§ Cosa fare
- A) Nel brano sulla violenza contro le donne, qual è secondo l'Oms la prima causa di ferite e morte per le europee dai 16 ai 44 anni?
- B) In base al brano sulla violenza contro le donne, spiega perché la violenza in famiglia viene detta un problema di portata mondiale.

§ Brano scelto
-------------------------

A livello glo­bale, risulta che dal 15 al 76% di donne sono state vit­time di vio­lenza fisica e o ses­suale nel corso della vita e che la mag­gio­ranza ven­gono com­piute in fami­glia. La vio­lenza in fami­glia è un pro­blema di por­tata mon­diale. Secondo l’Organizzazione mon­diale della salute (Oms), per le euro­pee da 16 a 44 anni, la vio­lenza fra le mura dome­sti­che è la prima causa di ferite e morte prima di inci­denti stra­dali e tumori. Nel 1999, l’allora Segre­ta­rio gene­rale dell’Onu, Kofi Annan, dichia­rava: «La vio­lenza con­tro le donne si riscon­tra in tutte le regioni del mondo, in tutte le cul­ture e a tutti i livelli della società. Ed è forse la vio­la­zione più ver­go­gnosa e più dif­fusa dei diritti della per­sona». Su scala glo­bale, l’Oms segnala che fra le cause che por­tano le donne alla morte, al feri­mento o al danno per­ma­nente, oltre alla vio­lenza coniu­gale si aggiun­gono i matri­moni for­zati, le vio­lenze legate a pro­blemi di dote, lo stal­king e le inti­mi­da­zioni sul luogo di lavoro, le gra­vi­danze for­zate, gli aborti o le ste­ri­liz­za­zioni for­zate, la tratta delle donne e la pro­sti­tu­zione forzata.

-------------------------

Righe di un dataset

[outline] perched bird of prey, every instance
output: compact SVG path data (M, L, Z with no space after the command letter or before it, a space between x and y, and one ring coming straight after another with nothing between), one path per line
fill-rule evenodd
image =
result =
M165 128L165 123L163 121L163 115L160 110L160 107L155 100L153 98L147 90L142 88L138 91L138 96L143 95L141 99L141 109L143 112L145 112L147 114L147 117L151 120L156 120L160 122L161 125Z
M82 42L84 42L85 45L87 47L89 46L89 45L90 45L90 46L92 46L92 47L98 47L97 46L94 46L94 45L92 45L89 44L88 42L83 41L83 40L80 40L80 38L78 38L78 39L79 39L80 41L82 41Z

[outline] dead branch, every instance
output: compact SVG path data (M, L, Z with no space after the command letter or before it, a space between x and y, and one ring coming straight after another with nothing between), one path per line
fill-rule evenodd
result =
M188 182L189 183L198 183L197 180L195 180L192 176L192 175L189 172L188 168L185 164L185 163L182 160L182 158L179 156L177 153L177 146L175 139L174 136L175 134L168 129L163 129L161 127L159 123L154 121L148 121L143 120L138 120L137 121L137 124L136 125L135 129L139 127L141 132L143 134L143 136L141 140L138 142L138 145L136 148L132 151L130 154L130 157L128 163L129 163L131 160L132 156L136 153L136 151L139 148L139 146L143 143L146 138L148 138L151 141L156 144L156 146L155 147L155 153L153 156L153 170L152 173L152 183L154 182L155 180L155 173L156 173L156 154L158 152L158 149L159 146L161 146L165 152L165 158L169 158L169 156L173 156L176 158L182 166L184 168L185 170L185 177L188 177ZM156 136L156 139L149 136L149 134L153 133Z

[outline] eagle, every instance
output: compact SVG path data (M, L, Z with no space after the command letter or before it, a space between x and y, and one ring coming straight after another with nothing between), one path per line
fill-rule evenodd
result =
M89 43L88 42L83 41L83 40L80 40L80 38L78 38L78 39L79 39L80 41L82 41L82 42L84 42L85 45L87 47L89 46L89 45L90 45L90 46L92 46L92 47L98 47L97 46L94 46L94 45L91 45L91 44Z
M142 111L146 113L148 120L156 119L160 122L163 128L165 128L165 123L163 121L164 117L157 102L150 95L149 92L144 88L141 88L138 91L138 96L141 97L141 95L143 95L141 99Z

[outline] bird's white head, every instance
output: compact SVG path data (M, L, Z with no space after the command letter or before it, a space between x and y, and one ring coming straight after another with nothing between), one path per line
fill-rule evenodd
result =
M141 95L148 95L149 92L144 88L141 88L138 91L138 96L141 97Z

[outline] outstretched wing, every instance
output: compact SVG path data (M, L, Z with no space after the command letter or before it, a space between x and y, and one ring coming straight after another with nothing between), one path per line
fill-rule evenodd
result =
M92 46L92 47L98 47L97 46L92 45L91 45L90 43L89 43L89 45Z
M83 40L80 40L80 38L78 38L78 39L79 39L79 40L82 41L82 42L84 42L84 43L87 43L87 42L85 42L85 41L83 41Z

-------------------------

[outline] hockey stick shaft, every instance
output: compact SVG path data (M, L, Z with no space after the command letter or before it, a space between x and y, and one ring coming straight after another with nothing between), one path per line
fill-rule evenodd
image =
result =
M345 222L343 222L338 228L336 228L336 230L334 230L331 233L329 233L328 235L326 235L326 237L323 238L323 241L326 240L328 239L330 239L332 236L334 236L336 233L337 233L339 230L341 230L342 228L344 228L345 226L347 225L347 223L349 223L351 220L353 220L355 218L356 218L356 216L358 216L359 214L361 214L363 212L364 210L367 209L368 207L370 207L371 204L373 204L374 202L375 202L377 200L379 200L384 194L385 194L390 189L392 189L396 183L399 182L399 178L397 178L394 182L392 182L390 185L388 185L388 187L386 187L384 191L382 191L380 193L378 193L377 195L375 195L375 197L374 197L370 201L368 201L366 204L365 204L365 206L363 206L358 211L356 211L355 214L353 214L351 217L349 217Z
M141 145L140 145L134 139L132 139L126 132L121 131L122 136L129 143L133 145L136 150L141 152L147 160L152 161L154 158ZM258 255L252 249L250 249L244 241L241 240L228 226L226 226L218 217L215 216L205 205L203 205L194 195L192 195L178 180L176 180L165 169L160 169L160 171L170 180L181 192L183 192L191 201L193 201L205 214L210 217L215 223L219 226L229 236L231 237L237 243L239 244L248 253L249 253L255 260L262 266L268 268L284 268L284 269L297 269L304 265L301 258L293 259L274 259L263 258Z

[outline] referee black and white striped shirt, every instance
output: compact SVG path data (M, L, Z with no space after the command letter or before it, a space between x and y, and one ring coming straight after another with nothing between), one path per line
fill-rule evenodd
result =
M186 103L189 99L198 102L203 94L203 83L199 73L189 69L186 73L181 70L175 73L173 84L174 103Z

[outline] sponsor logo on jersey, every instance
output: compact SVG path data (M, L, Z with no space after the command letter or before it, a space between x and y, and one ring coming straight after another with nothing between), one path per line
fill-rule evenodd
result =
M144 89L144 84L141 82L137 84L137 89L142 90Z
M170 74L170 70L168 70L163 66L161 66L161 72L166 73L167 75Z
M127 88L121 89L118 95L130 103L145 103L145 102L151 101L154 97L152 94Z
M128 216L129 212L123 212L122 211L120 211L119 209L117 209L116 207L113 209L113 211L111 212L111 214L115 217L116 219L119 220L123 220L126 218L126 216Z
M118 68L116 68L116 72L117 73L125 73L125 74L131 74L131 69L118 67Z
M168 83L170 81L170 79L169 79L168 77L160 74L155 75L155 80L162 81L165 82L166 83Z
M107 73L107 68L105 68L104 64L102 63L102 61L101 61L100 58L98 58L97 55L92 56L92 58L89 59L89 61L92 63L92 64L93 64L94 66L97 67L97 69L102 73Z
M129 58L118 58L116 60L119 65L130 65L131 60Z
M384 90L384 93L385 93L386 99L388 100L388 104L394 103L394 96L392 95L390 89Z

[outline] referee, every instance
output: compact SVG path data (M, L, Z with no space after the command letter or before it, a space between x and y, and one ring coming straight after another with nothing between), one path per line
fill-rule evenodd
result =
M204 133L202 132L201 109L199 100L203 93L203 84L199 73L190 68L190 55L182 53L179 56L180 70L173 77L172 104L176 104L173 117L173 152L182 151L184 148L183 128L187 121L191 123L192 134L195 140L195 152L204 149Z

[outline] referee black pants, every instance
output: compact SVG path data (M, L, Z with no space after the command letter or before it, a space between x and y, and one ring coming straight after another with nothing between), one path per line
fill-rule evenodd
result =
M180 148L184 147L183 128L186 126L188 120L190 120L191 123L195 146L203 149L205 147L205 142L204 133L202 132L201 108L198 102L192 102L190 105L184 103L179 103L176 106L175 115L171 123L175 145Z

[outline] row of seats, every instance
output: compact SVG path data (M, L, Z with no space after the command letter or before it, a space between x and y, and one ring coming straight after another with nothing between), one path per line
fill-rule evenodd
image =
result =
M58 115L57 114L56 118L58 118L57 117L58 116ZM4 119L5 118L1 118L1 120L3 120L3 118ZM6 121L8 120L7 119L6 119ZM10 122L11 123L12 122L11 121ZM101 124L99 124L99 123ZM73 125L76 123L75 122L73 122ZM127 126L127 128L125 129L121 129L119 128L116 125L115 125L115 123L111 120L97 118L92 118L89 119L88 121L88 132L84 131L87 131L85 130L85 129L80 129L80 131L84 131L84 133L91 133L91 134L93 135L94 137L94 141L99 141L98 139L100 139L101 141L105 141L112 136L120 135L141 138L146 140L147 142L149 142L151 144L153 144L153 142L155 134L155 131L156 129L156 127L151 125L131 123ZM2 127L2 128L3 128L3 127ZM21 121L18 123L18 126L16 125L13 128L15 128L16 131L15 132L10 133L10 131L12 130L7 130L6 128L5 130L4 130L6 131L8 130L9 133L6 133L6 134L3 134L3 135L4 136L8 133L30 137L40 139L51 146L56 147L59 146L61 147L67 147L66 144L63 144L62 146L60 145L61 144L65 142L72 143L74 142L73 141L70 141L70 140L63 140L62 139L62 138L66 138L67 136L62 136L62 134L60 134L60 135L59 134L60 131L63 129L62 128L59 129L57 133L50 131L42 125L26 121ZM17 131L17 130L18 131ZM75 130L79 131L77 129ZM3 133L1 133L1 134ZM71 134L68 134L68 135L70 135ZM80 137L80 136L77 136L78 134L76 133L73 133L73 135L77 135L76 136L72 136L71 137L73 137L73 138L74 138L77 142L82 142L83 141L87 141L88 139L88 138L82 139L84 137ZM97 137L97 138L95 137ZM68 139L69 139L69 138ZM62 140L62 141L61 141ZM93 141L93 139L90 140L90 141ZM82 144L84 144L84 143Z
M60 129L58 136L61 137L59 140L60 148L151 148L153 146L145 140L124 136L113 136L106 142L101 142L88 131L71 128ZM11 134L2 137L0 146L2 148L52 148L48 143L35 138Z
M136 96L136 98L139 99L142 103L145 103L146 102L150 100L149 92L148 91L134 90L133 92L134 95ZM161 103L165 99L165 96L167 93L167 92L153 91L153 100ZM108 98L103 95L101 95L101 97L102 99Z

-------------------------

§ Risposte
- A) La violenza fra le mura domestiche, che viene prima di incidenti stradali e tumori.

- B) Nel mondo, dal 15 al 76% delle donne ha subito violenza fisica o sessuale nel corso della vita. La maggior parte di queste violenze avviene in famiglia.